Exercise
Extract from the listing below each line that contains the string "target", and reproduce those lines in their original order.

Given data
----
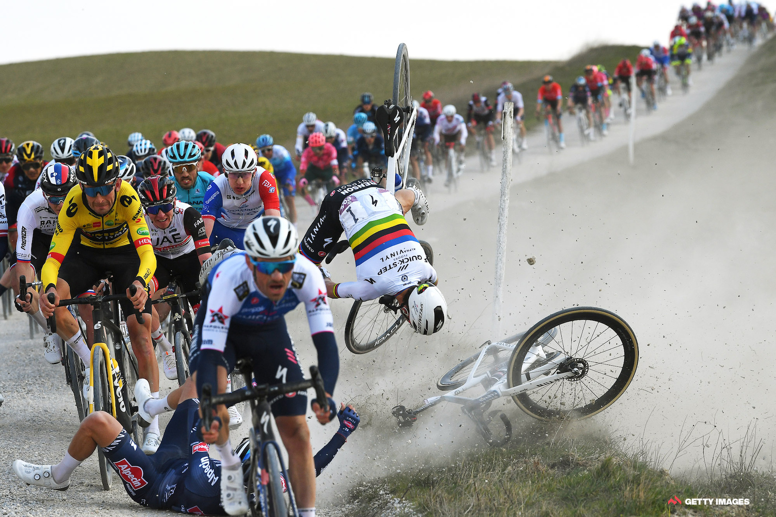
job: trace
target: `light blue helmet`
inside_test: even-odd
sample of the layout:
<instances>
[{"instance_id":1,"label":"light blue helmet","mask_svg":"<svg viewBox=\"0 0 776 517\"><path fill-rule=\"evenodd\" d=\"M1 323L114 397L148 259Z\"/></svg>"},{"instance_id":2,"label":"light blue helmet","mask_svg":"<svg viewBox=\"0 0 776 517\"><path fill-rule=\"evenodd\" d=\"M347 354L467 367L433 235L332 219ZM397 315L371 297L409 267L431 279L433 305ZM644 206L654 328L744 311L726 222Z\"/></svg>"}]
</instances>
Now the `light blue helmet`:
<instances>
[{"instance_id":1,"label":"light blue helmet","mask_svg":"<svg viewBox=\"0 0 776 517\"><path fill-rule=\"evenodd\" d=\"M199 146L189 140L175 142L167 148L167 160L173 165L196 164L201 156Z\"/></svg>"},{"instance_id":2,"label":"light blue helmet","mask_svg":"<svg viewBox=\"0 0 776 517\"><path fill-rule=\"evenodd\" d=\"M374 135L377 133L377 126L375 126L375 122L364 122L362 129L365 135Z\"/></svg>"},{"instance_id":3,"label":"light blue helmet","mask_svg":"<svg viewBox=\"0 0 776 517\"><path fill-rule=\"evenodd\" d=\"M275 140L269 135L259 135L258 138L256 139L256 146L259 149L272 147L274 144Z\"/></svg>"}]
</instances>

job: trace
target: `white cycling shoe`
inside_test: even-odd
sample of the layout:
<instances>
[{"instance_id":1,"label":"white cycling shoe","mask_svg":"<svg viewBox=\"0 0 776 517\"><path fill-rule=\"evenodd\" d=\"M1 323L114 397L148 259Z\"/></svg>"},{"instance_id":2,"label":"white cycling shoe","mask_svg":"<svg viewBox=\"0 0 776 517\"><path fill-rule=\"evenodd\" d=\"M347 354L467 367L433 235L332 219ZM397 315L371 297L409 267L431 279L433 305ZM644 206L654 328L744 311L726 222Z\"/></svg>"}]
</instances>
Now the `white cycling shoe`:
<instances>
[{"instance_id":1,"label":"white cycling shoe","mask_svg":"<svg viewBox=\"0 0 776 517\"><path fill-rule=\"evenodd\" d=\"M165 368L165 377L170 381L175 381L178 378L178 362L175 360L175 354L172 350L162 352L162 363Z\"/></svg>"},{"instance_id":2,"label":"white cycling shoe","mask_svg":"<svg viewBox=\"0 0 776 517\"><path fill-rule=\"evenodd\" d=\"M143 446L140 449L146 453L146 456L150 456L158 450L160 443L161 443L161 439L158 433L143 429Z\"/></svg>"},{"instance_id":3,"label":"white cycling shoe","mask_svg":"<svg viewBox=\"0 0 776 517\"><path fill-rule=\"evenodd\" d=\"M241 465L221 467L221 506L229 515L242 515L248 512Z\"/></svg>"},{"instance_id":4,"label":"white cycling shoe","mask_svg":"<svg viewBox=\"0 0 776 517\"><path fill-rule=\"evenodd\" d=\"M43 357L49 364L59 364L62 362L62 338L50 333L43 336Z\"/></svg>"},{"instance_id":5,"label":"white cycling shoe","mask_svg":"<svg viewBox=\"0 0 776 517\"><path fill-rule=\"evenodd\" d=\"M27 484L35 484L53 490L67 490L70 488L70 479L64 483L54 481L50 465L36 465L16 460L13 462L13 473Z\"/></svg>"},{"instance_id":6,"label":"white cycling shoe","mask_svg":"<svg viewBox=\"0 0 776 517\"><path fill-rule=\"evenodd\" d=\"M407 188L415 194L415 202L412 205L412 219L415 221L415 224L424 225L428 220L430 210L426 195L421 190L420 181L414 178L407 178Z\"/></svg>"},{"instance_id":7,"label":"white cycling shoe","mask_svg":"<svg viewBox=\"0 0 776 517\"><path fill-rule=\"evenodd\" d=\"M242 415L236 405L229 408L229 429L236 429L242 425Z\"/></svg>"},{"instance_id":8,"label":"white cycling shoe","mask_svg":"<svg viewBox=\"0 0 776 517\"><path fill-rule=\"evenodd\" d=\"M137 425L140 427L151 426L154 417L145 410L145 403L153 398L151 395L151 386L146 379L137 379L135 383L135 400L137 401Z\"/></svg>"}]
</instances>

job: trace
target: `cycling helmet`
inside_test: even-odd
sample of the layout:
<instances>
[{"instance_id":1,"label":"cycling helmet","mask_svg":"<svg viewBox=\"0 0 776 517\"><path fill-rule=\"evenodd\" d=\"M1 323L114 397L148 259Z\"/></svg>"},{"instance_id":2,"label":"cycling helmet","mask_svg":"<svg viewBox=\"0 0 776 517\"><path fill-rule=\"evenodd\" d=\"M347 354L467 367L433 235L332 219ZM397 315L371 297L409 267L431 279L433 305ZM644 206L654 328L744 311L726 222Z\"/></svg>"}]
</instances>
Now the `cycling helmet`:
<instances>
[{"instance_id":1,"label":"cycling helmet","mask_svg":"<svg viewBox=\"0 0 776 517\"><path fill-rule=\"evenodd\" d=\"M143 206L171 203L175 200L175 181L169 176L153 175L137 185Z\"/></svg>"},{"instance_id":2,"label":"cycling helmet","mask_svg":"<svg viewBox=\"0 0 776 517\"><path fill-rule=\"evenodd\" d=\"M26 161L43 161L43 146L35 140L22 142L16 150L16 157L22 164Z\"/></svg>"},{"instance_id":3,"label":"cycling helmet","mask_svg":"<svg viewBox=\"0 0 776 517\"><path fill-rule=\"evenodd\" d=\"M327 122L324 124L324 136L333 138L337 136L337 126L333 122Z\"/></svg>"},{"instance_id":4,"label":"cycling helmet","mask_svg":"<svg viewBox=\"0 0 776 517\"><path fill-rule=\"evenodd\" d=\"M177 131L168 131L165 133L165 136L161 137L161 143L165 147L169 147L175 142L180 142L181 136L178 134Z\"/></svg>"},{"instance_id":5,"label":"cycling helmet","mask_svg":"<svg viewBox=\"0 0 776 517\"><path fill-rule=\"evenodd\" d=\"M140 140L144 140L145 136L143 133L139 131L135 131L134 133L130 133L129 137L126 139L126 145L130 147L133 146Z\"/></svg>"},{"instance_id":6,"label":"cycling helmet","mask_svg":"<svg viewBox=\"0 0 776 517\"><path fill-rule=\"evenodd\" d=\"M202 129L196 134L196 140L202 142L205 149L213 147L216 145L216 133L210 129Z\"/></svg>"},{"instance_id":7,"label":"cycling helmet","mask_svg":"<svg viewBox=\"0 0 776 517\"><path fill-rule=\"evenodd\" d=\"M245 229L245 253L255 259L293 257L299 246L296 229L283 217L259 217Z\"/></svg>"},{"instance_id":8,"label":"cycling helmet","mask_svg":"<svg viewBox=\"0 0 776 517\"><path fill-rule=\"evenodd\" d=\"M424 282L411 288L402 312L418 334L438 332L447 319L447 302L439 288Z\"/></svg>"},{"instance_id":9,"label":"cycling helmet","mask_svg":"<svg viewBox=\"0 0 776 517\"><path fill-rule=\"evenodd\" d=\"M69 136L57 138L51 143L51 157L54 160L68 160L73 157L73 139Z\"/></svg>"},{"instance_id":10,"label":"cycling helmet","mask_svg":"<svg viewBox=\"0 0 776 517\"><path fill-rule=\"evenodd\" d=\"M10 157L16 146L10 138L0 138L0 156Z\"/></svg>"},{"instance_id":11,"label":"cycling helmet","mask_svg":"<svg viewBox=\"0 0 776 517\"><path fill-rule=\"evenodd\" d=\"M318 119L318 115L317 115L313 112L307 112L302 116L302 122L305 126L312 126L315 123L315 121Z\"/></svg>"},{"instance_id":12,"label":"cycling helmet","mask_svg":"<svg viewBox=\"0 0 776 517\"><path fill-rule=\"evenodd\" d=\"M151 140L140 140L132 146L132 153L135 155L135 162L139 162L146 157L156 154L156 146Z\"/></svg>"},{"instance_id":13,"label":"cycling helmet","mask_svg":"<svg viewBox=\"0 0 776 517\"><path fill-rule=\"evenodd\" d=\"M158 154L152 154L140 163L137 167L140 170L140 176L148 178L150 176L170 176L172 174L172 167L170 162L162 158Z\"/></svg>"},{"instance_id":14,"label":"cycling helmet","mask_svg":"<svg viewBox=\"0 0 776 517\"><path fill-rule=\"evenodd\" d=\"M364 124L364 133L366 133L365 126L366 124ZM307 139L307 142L310 143L310 147L320 147L326 143L326 137L324 136L324 133L316 131L310 136L310 138Z\"/></svg>"},{"instance_id":15,"label":"cycling helmet","mask_svg":"<svg viewBox=\"0 0 776 517\"><path fill-rule=\"evenodd\" d=\"M247 143L233 143L223 151L221 164L224 172L255 172L258 157Z\"/></svg>"},{"instance_id":16,"label":"cycling helmet","mask_svg":"<svg viewBox=\"0 0 776 517\"><path fill-rule=\"evenodd\" d=\"M132 183L132 179L137 174L137 167L135 167L135 162L128 156L124 156L123 154L119 155L119 178L125 181L129 181Z\"/></svg>"},{"instance_id":17,"label":"cycling helmet","mask_svg":"<svg viewBox=\"0 0 776 517\"><path fill-rule=\"evenodd\" d=\"M181 137L182 140L188 140L189 142L193 142L196 140L196 133L190 127L185 127L179 130L178 136Z\"/></svg>"},{"instance_id":18,"label":"cycling helmet","mask_svg":"<svg viewBox=\"0 0 776 517\"><path fill-rule=\"evenodd\" d=\"M365 136L367 135L375 135L377 133L377 126L375 126L375 122L364 122L362 130L364 132Z\"/></svg>"},{"instance_id":19,"label":"cycling helmet","mask_svg":"<svg viewBox=\"0 0 776 517\"><path fill-rule=\"evenodd\" d=\"M202 151L194 142L181 140L167 148L167 160L173 165L196 164L202 157Z\"/></svg>"},{"instance_id":20,"label":"cycling helmet","mask_svg":"<svg viewBox=\"0 0 776 517\"><path fill-rule=\"evenodd\" d=\"M67 195L70 189L78 184L75 171L65 164L51 162L40 174L40 190L46 195L61 197Z\"/></svg>"},{"instance_id":21,"label":"cycling helmet","mask_svg":"<svg viewBox=\"0 0 776 517\"><path fill-rule=\"evenodd\" d=\"M116 182L120 167L118 156L107 146L95 143L78 157L75 177L87 187L102 187Z\"/></svg>"},{"instance_id":22,"label":"cycling helmet","mask_svg":"<svg viewBox=\"0 0 776 517\"><path fill-rule=\"evenodd\" d=\"M73 156L78 158L81 153L95 143L99 142L94 136L79 136L73 142Z\"/></svg>"},{"instance_id":23,"label":"cycling helmet","mask_svg":"<svg viewBox=\"0 0 776 517\"><path fill-rule=\"evenodd\" d=\"M259 149L272 147L273 145L275 145L275 140L269 135L259 135L258 138L256 139L256 146Z\"/></svg>"}]
</instances>

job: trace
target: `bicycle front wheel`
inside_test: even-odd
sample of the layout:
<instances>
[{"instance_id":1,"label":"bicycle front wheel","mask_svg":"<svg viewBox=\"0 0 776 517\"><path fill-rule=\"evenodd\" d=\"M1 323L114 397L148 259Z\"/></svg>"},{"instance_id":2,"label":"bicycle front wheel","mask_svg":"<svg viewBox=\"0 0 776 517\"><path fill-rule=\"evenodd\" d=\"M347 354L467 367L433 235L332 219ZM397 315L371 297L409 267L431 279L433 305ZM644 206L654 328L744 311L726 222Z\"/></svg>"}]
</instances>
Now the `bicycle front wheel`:
<instances>
[{"instance_id":1,"label":"bicycle front wheel","mask_svg":"<svg viewBox=\"0 0 776 517\"><path fill-rule=\"evenodd\" d=\"M95 346L92 361L92 371L94 374L94 410L95 412L104 411L109 415L113 415L110 401L112 386L110 380L106 377L106 360L110 360L110 358L105 357L102 348ZM113 470L102 449L99 448L97 449L97 462L99 464L99 476L102 480L102 489L110 490L110 487L113 484Z\"/></svg>"},{"instance_id":2,"label":"bicycle front wheel","mask_svg":"<svg viewBox=\"0 0 776 517\"><path fill-rule=\"evenodd\" d=\"M395 334L404 316L395 313L378 299L353 302L345 323L345 344L353 353L375 350Z\"/></svg>"},{"instance_id":3,"label":"bicycle front wheel","mask_svg":"<svg viewBox=\"0 0 776 517\"><path fill-rule=\"evenodd\" d=\"M526 361L535 345L546 358ZM540 420L581 419L600 413L625 392L636 373L639 346L632 329L614 312L595 307L560 311L535 325L518 343L507 371L509 387L526 382L532 371L556 358L560 360L557 367L542 374L572 370L579 374L512 399Z\"/></svg>"}]
</instances>

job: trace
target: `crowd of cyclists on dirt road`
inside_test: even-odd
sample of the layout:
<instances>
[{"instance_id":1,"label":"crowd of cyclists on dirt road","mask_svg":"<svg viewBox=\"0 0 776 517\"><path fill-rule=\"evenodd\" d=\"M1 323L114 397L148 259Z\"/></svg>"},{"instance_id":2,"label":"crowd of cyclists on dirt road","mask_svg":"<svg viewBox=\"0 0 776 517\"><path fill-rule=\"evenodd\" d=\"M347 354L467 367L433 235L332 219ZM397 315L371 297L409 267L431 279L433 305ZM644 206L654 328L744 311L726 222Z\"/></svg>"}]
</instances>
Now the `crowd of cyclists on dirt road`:
<instances>
[{"instance_id":1,"label":"crowd of cyclists on dirt road","mask_svg":"<svg viewBox=\"0 0 776 517\"><path fill-rule=\"evenodd\" d=\"M672 94L672 78L686 91L694 63L713 62L725 47L736 42L750 44L771 29L767 10L753 2L683 7L669 45L656 41L633 64L623 59L611 74L601 65L587 65L565 95L551 75L544 76L534 115L544 117L546 127L556 128L559 149L566 146L564 98L566 109L578 114L582 140L605 136L615 118L613 91L618 93L624 116L630 116L626 94L632 78L647 109L655 109L662 95ZM13 466L17 476L30 484L66 489L71 474L99 446L127 493L141 505L189 513L244 513L248 448L244 440L233 447L229 439L230 426L239 426L242 416L234 408L219 407L216 422L203 429L197 398L207 384L219 392L227 390L227 374L241 357L264 365L255 367L257 383L302 379L284 315L303 305L329 396L329 408L315 402L310 405L320 423L336 416L340 426L314 457L306 394L280 397L272 407L289 452L289 481L297 493L300 515L314 515L315 476L359 421L352 407L338 405L333 398L339 352L328 300L390 296L415 332L438 332L447 305L436 287L436 271L405 215L411 212L418 225L426 222L429 209L423 185L435 181L435 164L438 168L444 160L438 150L445 145L457 150L460 171L473 133L489 164L495 164L494 133L503 122L508 102L514 103L516 124L513 152L528 148L526 107L512 83L502 83L494 102L482 92L473 93L465 115L426 91L415 102L412 177L406 181L386 178L386 129L378 123L379 106L369 93L359 101L347 129L305 113L290 152L268 134L250 143L225 146L210 129L183 128L166 132L158 148L140 133L132 133L126 153L117 154L85 131L74 139L54 140L48 161L43 145L35 140L17 146L10 138L0 138L0 257L9 255L12 266L0 278L0 295L12 289L19 310L47 332L47 319L55 319L57 334L47 336L45 360L57 364L70 347L88 379L94 344L90 312L71 312L57 302L99 291L111 272L113 291L126 292L120 305L137 360L140 380L134 395L144 424L143 443L135 444L115 419L93 413L83 420L59 464L19 460ZM395 191L386 189L384 181L394 182ZM313 199L310 187L317 182L325 185L323 200ZM317 209L301 237L297 191ZM356 281L334 282L320 267L343 233L355 259ZM22 276L40 279L40 294L33 288L19 293ZM178 371L161 324L169 307L152 306L151 301L172 282L182 291L202 291L192 300L192 377L161 397L154 349L167 378L177 379ZM130 286L136 288L133 294ZM43 294L54 295L54 302ZM141 322L137 315L143 313L147 317ZM163 433L158 415L170 411L175 414ZM183 444L175 450L189 452L178 451L171 464L171 449L165 446L174 443ZM210 445L220 461L208 459Z\"/></svg>"}]
</instances>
----
Answer to this exercise
target: `light blue helmet`
target: `white cycling shoe`
target: `cycling helmet`
target: `bicycle front wheel`
target: `crowd of cyclists on dirt road`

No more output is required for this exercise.